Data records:

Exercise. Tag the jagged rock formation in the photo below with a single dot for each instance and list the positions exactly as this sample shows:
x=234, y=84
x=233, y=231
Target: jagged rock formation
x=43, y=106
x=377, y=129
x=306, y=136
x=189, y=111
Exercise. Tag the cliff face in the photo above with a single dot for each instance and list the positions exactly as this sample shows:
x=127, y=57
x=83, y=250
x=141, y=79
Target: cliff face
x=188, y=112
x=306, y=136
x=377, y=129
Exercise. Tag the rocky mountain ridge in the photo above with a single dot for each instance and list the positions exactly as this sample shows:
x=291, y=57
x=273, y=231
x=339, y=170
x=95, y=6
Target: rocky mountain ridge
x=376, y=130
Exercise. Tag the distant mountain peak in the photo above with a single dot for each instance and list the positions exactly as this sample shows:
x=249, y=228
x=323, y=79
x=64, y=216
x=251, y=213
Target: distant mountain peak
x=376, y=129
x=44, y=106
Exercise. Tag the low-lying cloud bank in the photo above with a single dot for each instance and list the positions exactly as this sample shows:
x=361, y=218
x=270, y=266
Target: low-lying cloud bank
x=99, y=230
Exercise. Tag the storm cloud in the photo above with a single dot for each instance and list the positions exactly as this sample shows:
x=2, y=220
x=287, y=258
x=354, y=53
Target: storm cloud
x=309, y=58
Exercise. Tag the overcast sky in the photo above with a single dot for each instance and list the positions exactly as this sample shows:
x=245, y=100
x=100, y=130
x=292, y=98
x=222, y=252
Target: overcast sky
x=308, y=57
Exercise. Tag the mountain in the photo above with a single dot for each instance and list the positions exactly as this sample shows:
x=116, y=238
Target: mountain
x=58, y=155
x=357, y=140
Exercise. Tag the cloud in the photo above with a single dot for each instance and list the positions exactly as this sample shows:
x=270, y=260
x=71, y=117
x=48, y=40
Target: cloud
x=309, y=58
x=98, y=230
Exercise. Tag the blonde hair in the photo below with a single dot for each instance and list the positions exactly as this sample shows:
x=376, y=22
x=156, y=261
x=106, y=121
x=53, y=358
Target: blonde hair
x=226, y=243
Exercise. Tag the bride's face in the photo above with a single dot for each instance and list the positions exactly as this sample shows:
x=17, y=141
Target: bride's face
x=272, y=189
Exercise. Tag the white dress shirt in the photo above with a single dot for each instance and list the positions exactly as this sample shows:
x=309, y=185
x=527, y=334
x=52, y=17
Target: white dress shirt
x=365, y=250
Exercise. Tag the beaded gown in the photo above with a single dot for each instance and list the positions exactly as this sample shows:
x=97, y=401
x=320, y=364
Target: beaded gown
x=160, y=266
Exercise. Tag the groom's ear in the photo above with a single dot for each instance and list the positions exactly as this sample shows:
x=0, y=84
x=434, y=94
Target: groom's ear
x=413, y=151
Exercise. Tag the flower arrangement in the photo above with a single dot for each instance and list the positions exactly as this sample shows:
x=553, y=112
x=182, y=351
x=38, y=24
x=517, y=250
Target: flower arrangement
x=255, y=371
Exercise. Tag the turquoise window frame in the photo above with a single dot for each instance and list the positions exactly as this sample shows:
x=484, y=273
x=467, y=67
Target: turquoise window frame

What you will do: A word-for-word copy of the lines above from the one with "x=100, y=130" through the one with "x=270, y=260", inclusive, is the only output wanted.

The completed task:
x=100, y=130
x=292, y=98
x=222, y=252
Target: overcast sky
x=308, y=57
Exercise. Tag the mountain in the photo above with a single dot for each instance and list the positions exactly as this sample shows:
x=116, y=238
Target: mountain
x=58, y=155
x=357, y=140
Exercise. Tag the cloud in the photo above with a single dot for each instance and list the positions exactly as this sample shows:
x=270, y=260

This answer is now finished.